Exercise => Give the entries again exactly; drop the pictures.

++++++++++++++++++++

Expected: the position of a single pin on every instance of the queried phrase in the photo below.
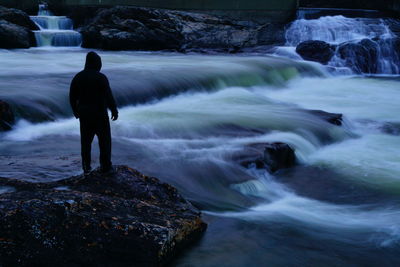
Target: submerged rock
(6, 116)
(318, 51)
(279, 156)
(361, 57)
(332, 118)
(271, 156)
(123, 219)
(133, 28)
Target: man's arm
(73, 97)
(110, 100)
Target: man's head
(93, 61)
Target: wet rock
(361, 57)
(17, 17)
(391, 128)
(318, 51)
(133, 28)
(6, 116)
(123, 219)
(279, 156)
(271, 156)
(332, 118)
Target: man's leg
(87, 135)
(104, 135)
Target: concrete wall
(384, 5)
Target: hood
(93, 61)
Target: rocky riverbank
(133, 28)
(124, 219)
(361, 56)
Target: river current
(184, 117)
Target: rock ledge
(123, 219)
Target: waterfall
(354, 39)
(55, 30)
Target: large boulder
(133, 28)
(121, 219)
(318, 51)
(6, 116)
(361, 57)
(269, 156)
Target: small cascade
(55, 30)
(355, 39)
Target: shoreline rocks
(134, 28)
(122, 219)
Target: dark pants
(91, 126)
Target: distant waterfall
(371, 36)
(55, 30)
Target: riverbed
(184, 117)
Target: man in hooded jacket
(90, 98)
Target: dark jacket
(90, 93)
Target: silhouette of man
(90, 98)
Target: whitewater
(184, 117)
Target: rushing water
(55, 30)
(185, 118)
(338, 30)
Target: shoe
(87, 171)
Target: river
(184, 117)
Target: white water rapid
(185, 118)
(55, 30)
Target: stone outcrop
(121, 219)
(332, 118)
(318, 51)
(16, 29)
(361, 57)
(133, 28)
(6, 116)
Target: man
(91, 97)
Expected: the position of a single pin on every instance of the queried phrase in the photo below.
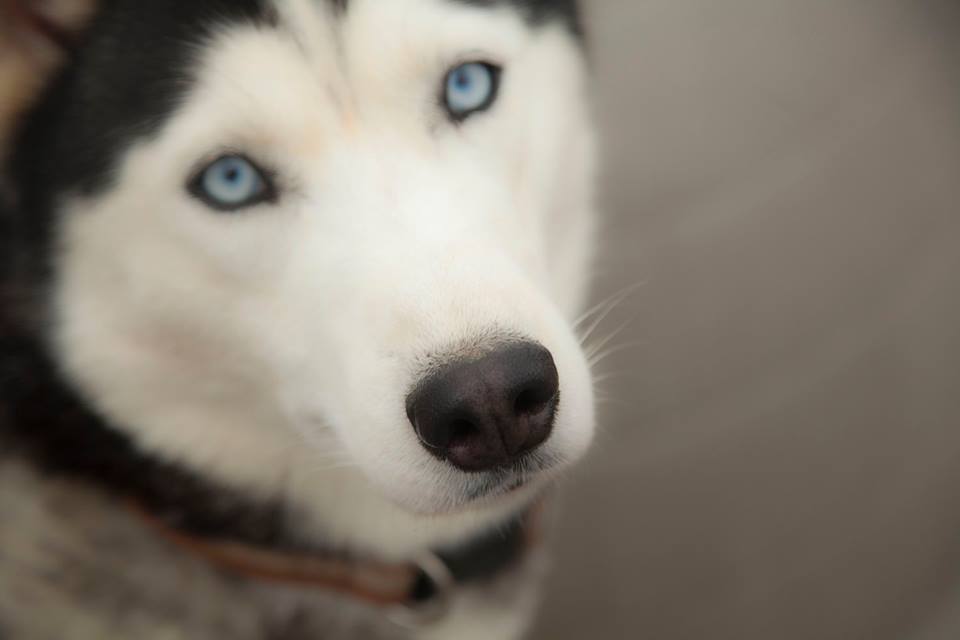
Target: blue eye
(470, 88)
(232, 182)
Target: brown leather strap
(377, 583)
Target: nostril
(531, 401)
(461, 431)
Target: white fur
(272, 349)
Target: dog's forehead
(139, 62)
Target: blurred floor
(780, 457)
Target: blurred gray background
(780, 452)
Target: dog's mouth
(524, 473)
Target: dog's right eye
(232, 182)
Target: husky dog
(287, 301)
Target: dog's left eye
(230, 183)
(470, 88)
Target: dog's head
(330, 250)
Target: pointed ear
(35, 37)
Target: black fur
(123, 83)
(541, 11)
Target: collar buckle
(432, 598)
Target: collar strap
(422, 586)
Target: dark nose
(484, 413)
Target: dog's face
(335, 207)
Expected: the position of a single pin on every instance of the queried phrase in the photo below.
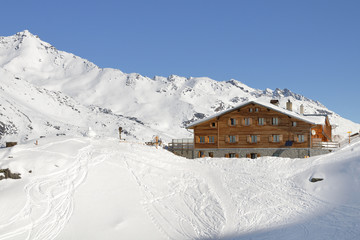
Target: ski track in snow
(198, 214)
(49, 202)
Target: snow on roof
(312, 119)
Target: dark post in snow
(120, 129)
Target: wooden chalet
(255, 129)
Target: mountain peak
(26, 33)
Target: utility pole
(120, 130)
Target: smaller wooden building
(255, 129)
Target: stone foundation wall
(244, 152)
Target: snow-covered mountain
(43, 88)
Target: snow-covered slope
(165, 104)
(28, 112)
(84, 188)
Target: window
(232, 155)
(275, 121)
(276, 138)
(301, 138)
(261, 121)
(232, 139)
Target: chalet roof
(312, 119)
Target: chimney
(301, 109)
(275, 102)
(289, 105)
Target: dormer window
(275, 121)
(213, 124)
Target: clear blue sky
(311, 47)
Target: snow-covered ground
(93, 188)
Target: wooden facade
(254, 125)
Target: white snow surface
(88, 188)
(45, 91)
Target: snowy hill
(84, 188)
(163, 104)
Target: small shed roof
(313, 119)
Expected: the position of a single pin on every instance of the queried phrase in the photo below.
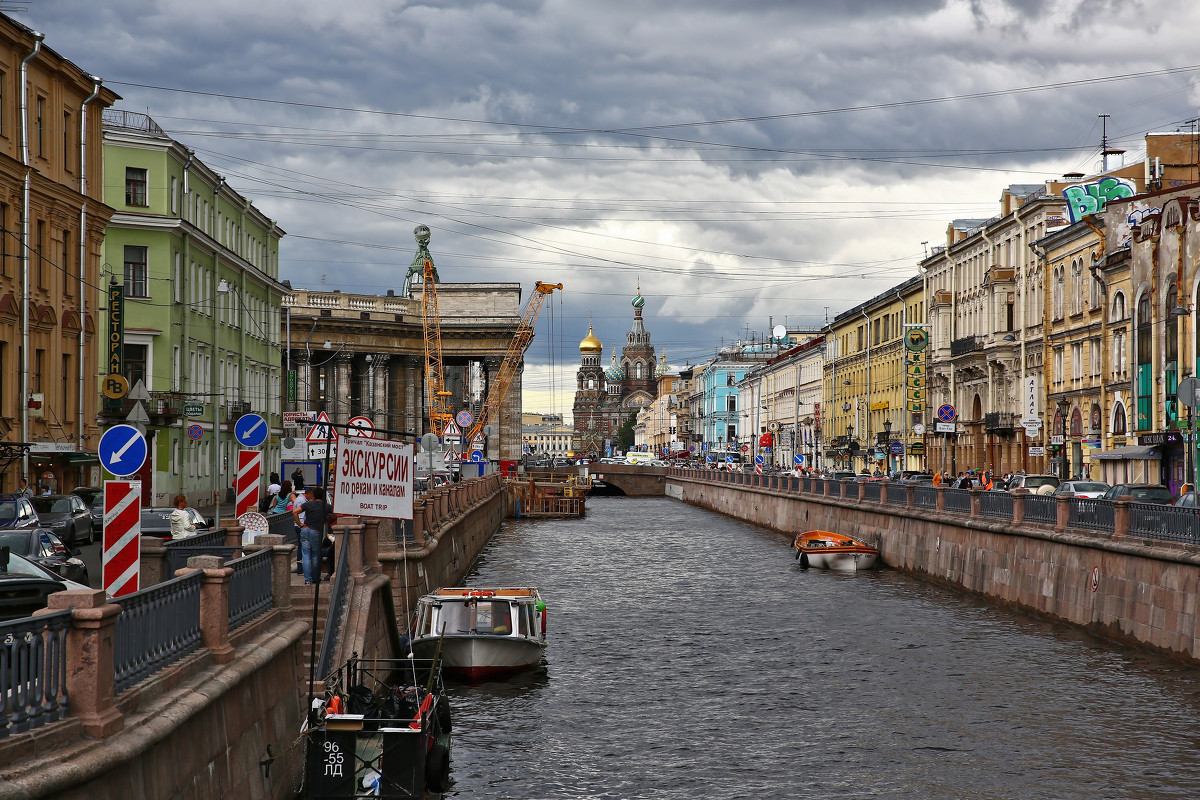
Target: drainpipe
(24, 248)
(83, 247)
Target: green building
(199, 268)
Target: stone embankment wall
(1127, 589)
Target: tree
(625, 433)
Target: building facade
(198, 269)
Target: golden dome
(591, 343)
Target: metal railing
(1042, 507)
(924, 497)
(250, 588)
(996, 504)
(1092, 512)
(1168, 523)
(958, 500)
(33, 672)
(156, 626)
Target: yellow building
(868, 419)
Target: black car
(156, 522)
(25, 585)
(42, 547)
(17, 511)
(66, 515)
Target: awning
(1131, 452)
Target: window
(136, 271)
(136, 186)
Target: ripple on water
(691, 657)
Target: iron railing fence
(958, 500)
(996, 504)
(250, 588)
(33, 672)
(1168, 523)
(156, 627)
(924, 497)
(1042, 509)
(1092, 512)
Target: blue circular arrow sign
(250, 429)
(123, 450)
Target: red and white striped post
(121, 558)
(250, 473)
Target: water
(691, 657)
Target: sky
(745, 164)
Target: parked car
(1035, 483)
(18, 512)
(66, 515)
(1081, 489)
(25, 585)
(156, 522)
(1141, 493)
(42, 547)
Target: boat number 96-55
(334, 759)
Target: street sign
(121, 549)
(322, 429)
(250, 429)
(360, 426)
(250, 473)
(123, 450)
(373, 477)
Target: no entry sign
(121, 555)
(250, 473)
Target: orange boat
(827, 551)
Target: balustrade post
(1062, 506)
(371, 545)
(282, 565)
(91, 677)
(1120, 518)
(1019, 506)
(214, 605)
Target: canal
(691, 657)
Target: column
(379, 405)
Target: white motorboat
(481, 632)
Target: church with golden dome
(606, 396)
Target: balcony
(966, 344)
(1000, 422)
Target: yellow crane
(513, 360)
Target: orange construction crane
(513, 360)
(436, 395)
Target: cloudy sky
(751, 162)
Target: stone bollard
(214, 605)
(1063, 517)
(154, 560)
(91, 678)
(282, 564)
(1120, 518)
(1019, 506)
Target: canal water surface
(691, 657)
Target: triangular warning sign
(321, 429)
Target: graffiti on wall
(1084, 199)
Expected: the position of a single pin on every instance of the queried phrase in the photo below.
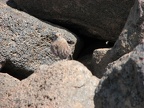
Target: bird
(60, 47)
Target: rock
(25, 41)
(65, 84)
(100, 59)
(132, 33)
(130, 37)
(7, 82)
(97, 18)
(122, 86)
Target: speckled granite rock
(7, 83)
(65, 84)
(25, 41)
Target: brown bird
(60, 47)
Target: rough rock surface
(130, 37)
(103, 19)
(65, 84)
(122, 86)
(7, 82)
(25, 41)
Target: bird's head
(56, 35)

++++++++++++++++++++

Output below =>
Expected: the position of a single pin on every instance of the queried phrase in the photo below.
Target: submerged rock
(6, 116)
(318, 51)
(279, 156)
(361, 57)
(332, 118)
(271, 156)
(123, 219)
(133, 28)
Target: man's arm
(73, 97)
(110, 100)
Target: man's head
(93, 61)
Target: wet rock
(361, 57)
(17, 17)
(391, 128)
(318, 51)
(133, 28)
(6, 116)
(123, 219)
(279, 156)
(271, 156)
(332, 118)
Target: man's leg
(87, 135)
(104, 135)
Target: concrete wall
(384, 5)
Target: hood
(93, 61)
Target: rocky riverbank
(133, 28)
(124, 219)
(361, 56)
Target: river current
(184, 117)
Target: rock ledge
(123, 219)
Target: waterfall
(354, 39)
(55, 30)
Target: large boulder
(133, 28)
(121, 219)
(318, 51)
(6, 116)
(361, 57)
(269, 156)
Target: small cascade
(55, 30)
(355, 39)
Target: shoreline rocks
(134, 28)
(122, 219)
Target: dark pants
(91, 126)
Target: distant waterfall
(371, 36)
(55, 30)
Target: riverbed
(184, 117)
Target: man in hooded jacket
(90, 98)
Target: dark jacket
(90, 93)
Target: silhouette of man
(90, 98)
Target: whitewater
(184, 117)
Target: rushing water
(55, 30)
(185, 118)
(338, 30)
Target: shoe
(87, 171)
Target: river
(184, 117)
Target: white water rapid
(185, 118)
(55, 30)
Target: stone outcrop
(121, 219)
(332, 118)
(318, 51)
(16, 29)
(361, 57)
(133, 28)
(6, 116)
Target: man
(91, 97)
Expected: the position of a single pin on every instance of the queried phrase in the photo below.
Target: blue eye
(470, 88)
(232, 182)
Target: brown leather strap
(377, 583)
Target: nostril
(531, 401)
(461, 431)
Target: white fur
(272, 349)
Target: dog's forehead
(139, 62)
Target: blurred floor
(780, 457)
Target: blurred gray background
(780, 452)
Target: dog's mouth
(524, 473)
Target: dog's right eye
(232, 182)
Target: husky dog
(287, 301)
Target: dog's left eye
(230, 183)
(470, 88)
Target: dog's head
(330, 250)
Target: pointed ear
(35, 37)
Target: black fur
(123, 83)
(541, 11)
Target: collar buckle
(432, 598)
Target: collar strap
(422, 586)
Target: dark nose
(484, 413)
Target: dog's face
(335, 207)
Expected: the position of a single pin on every instance of the queried phrase in the photo below.
Target: ski track in snow
(198, 214)
(49, 202)
Target: snow on roof
(312, 119)
Target: dark post in snow
(120, 129)
Target: wooden chalet
(255, 129)
Target: mountain peak
(26, 33)
Target: utility pole
(120, 130)
Target: smaller wooden building
(255, 129)
Target: stone foundation wall
(244, 152)
Target: snow-covered mountain
(43, 88)
Target: snow-covered slope
(165, 104)
(28, 112)
(84, 188)
Target: window
(232, 155)
(275, 121)
(276, 138)
(301, 138)
(261, 121)
(232, 139)
Target: chalet roof
(312, 119)
Target: chimney
(301, 109)
(275, 102)
(289, 105)
Target: dormer window
(275, 121)
(213, 124)
Target: clear blue sky
(311, 47)
Target: snow-covered ground
(93, 188)
Target: wooden facade
(254, 125)
Target: white snow surface
(88, 188)
(45, 91)
Target: snowy hill
(84, 188)
(163, 104)
Target: small shed roof
(313, 119)
Expected: the position of a single pin on every instance of the queried phrase in the photo below.
Target: drainpipe
(24, 248)
(83, 247)
Target: green building
(199, 268)
Target: stone embankment wall
(1127, 589)
Target: tree
(625, 433)
Target: building facade
(198, 269)
Target: golden dome
(591, 343)
Target: metal railing
(1042, 507)
(924, 497)
(250, 588)
(996, 504)
(1092, 512)
(1168, 523)
(958, 500)
(33, 672)
(156, 626)
Target: yellow building
(868, 419)
Target: black car
(156, 522)
(25, 585)
(42, 547)
(17, 511)
(66, 515)
Target: awning
(1131, 452)
Target: window
(136, 271)
(136, 186)
Target: ripple on water
(691, 657)
Target: iron railing fence
(958, 500)
(996, 504)
(250, 588)
(33, 672)
(1168, 523)
(156, 627)
(924, 497)
(1042, 509)
(1092, 512)
Target: blue circular arrow sign
(250, 429)
(123, 450)
Target: red and white striped post
(121, 558)
(250, 473)
Target: water
(691, 657)
Target: sky
(745, 164)
Target: parked car
(1035, 483)
(18, 512)
(66, 515)
(1081, 489)
(25, 585)
(156, 522)
(1141, 493)
(42, 547)
Target: boat number 96-55
(334, 759)
Target: street sign
(121, 549)
(322, 429)
(250, 429)
(360, 426)
(250, 473)
(123, 450)
(373, 477)
Target: no entry sign
(121, 555)
(250, 473)
Target: orange boat
(827, 551)
Target: balustrade post
(1062, 506)
(371, 545)
(282, 565)
(91, 677)
(1120, 518)
(1019, 506)
(214, 605)
Target: canal
(691, 657)
Target: column
(379, 405)
Target: white motorboat
(481, 632)
Target: church with golden dome
(606, 396)
Target: balcony
(966, 344)
(1000, 422)
Target: yellow crane
(513, 360)
Target: orange construction crane
(513, 360)
(436, 395)
Target: cloudy sky
(751, 162)
Target: stone bollard
(214, 605)
(1063, 517)
(154, 560)
(91, 678)
(282, 564)
(1120, 518)
(1019, 506)
Target: canal water surface
(691, 657)
Target: triangular warning sign
(321, 429)
Target: graffiti on wall
(1084, 199)
Expected: the position of a single pin on every instance of the queried phrase in the photo below.
Target: bird
(60, 47)
Target: rock
(25, 41)
(65, 84)
(100, 59)
(132, 33)
(130, 37)
(7, 82)
(97, 18)
(122, 86)
Target: speckled granite rock
(7, 83)
(65, 84)
(25, 41)
Target: brown bird
(60, 47)
Target: rough rock surface
(130, 37)
(103, 19)
(65, 84)
(122, 86)
(7, 82)
(25, 41)
Target: bird's head
(56, 35)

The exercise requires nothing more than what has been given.